*** STORED DATA ***

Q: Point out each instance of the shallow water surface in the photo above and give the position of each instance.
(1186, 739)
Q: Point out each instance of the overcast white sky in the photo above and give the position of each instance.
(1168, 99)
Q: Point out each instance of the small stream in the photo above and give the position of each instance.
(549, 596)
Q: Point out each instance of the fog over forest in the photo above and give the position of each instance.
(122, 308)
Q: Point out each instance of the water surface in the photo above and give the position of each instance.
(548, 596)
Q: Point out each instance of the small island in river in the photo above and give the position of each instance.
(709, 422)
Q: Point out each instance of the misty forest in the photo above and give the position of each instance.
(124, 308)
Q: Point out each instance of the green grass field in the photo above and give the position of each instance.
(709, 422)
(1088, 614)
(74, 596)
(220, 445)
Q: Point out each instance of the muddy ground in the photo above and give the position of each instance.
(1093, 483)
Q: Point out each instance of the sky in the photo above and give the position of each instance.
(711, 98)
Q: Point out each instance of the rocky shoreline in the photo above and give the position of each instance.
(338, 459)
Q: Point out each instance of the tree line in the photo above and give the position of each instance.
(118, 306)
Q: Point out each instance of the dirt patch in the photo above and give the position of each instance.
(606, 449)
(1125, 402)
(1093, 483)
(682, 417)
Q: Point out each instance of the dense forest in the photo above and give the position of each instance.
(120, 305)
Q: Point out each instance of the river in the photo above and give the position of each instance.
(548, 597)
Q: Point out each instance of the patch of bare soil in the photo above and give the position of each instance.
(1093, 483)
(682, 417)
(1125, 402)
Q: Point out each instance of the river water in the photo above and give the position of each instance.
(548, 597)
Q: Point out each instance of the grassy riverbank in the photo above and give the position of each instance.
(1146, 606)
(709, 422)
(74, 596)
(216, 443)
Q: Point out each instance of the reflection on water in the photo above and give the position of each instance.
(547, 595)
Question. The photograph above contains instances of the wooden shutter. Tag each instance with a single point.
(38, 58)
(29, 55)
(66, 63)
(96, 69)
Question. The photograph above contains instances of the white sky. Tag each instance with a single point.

*** End of STORED DATA ***

**EXERCISE**:
An exact copy is needed of the lines from the one containing "Q: Point out each instance of the dirt" through the end of the records.

**EXPECTED ANSWER**:
Q: Point out each instance of the dirt patch in the photo above and give the position of each instance.
(606, 449)
(1125, 402)
(1093, 483)
(682, 417)
Q: Point out each instance of the dense forest in the photo above and give the position of each instance.
(120, 305)
Q: Point out each instance of the river in the photo above and give the position of each instance.
(548, 597)
Q: Point out each instance of the patch of bare soil in the photo above and give the position of each instance.
(1093, 483)
(682, 417)
(1125, 402)
Q: Point out each instance of the river water in the photo above and give the position of each instance.
(548, 597)
Q: Point out each instance of the grassy riverbank in the photo above and give the position of each instance.
(1146, 606)
(709, 422)
(74, 596)
(216, 443)
Q: Point out each instance of the reflection on water in the photo above and give the position of each instance.
(547, 595)
Question. The photograph above contains instances of the wooden shutter. Tag each instance with a single point.
(38, 58)
(29, 55)
(66, 63)
(96, 69)
Question. The photograph above contains instances of the white sky. Tag each instance with a single point.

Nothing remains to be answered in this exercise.